LOL, yeah. Those tapes are a better tool for just gauging and tracking weight gain/loss as opposed to getting an accurate true weight. When I first got him back, he taped at 850...and he was OBESE. I can hardly believe the difference when I look at his pictures from just a few months ago.


Then:










And recently


----------



## GracielaGata (Jan 14, 2012)

You want chunky- you saw that pony I posted right?! He is one of the chunkiest little things I have ever met. I think that is partly what makes him so oddly shaped- super thick crest area, no great topline and chunky butt.  

So you used to own Spud, sold/gave him away, then got him back? 

He is so cute!  My husband even said he wouldn't care about riding something so short with how he is built and what he can do.


----------



## smrobs (Jul 30, 2008)

His owners sent him to me to start when he was 3 and fell completely in love with him. They were very well meaning but naïve people who thought he would be a great match for their young daughter just because he was a pony. When I sent him home, I said that I thought she would get along with him IF she started in frequent lessons on him. Unfortunately, they took him home and turned him out and I don't even think they saddled him a half dozen times in the following 4 years.

My brother is their farrier and he told me immediately when they mentioned to him that they were looking to sell all their horses. I made an offer and he came home. He's probably sad that he's no longer getting grain daily and is having to work, but at least he'll be sound here.


----------



## GracielaGata (Jan 14, 2012)
- - -
▶ **THE REQUEST**
From the forum thread, list the physical traits GracielaGata says make the pony she posted so oddly shaped.

▶ **DATA SHOWN**
- - -
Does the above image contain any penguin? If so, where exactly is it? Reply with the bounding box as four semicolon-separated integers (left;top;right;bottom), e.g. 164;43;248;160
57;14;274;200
- - -
▶ **EXERCISE SOLUTION**
- Super thick crest area
- No great topline
- Chunky butt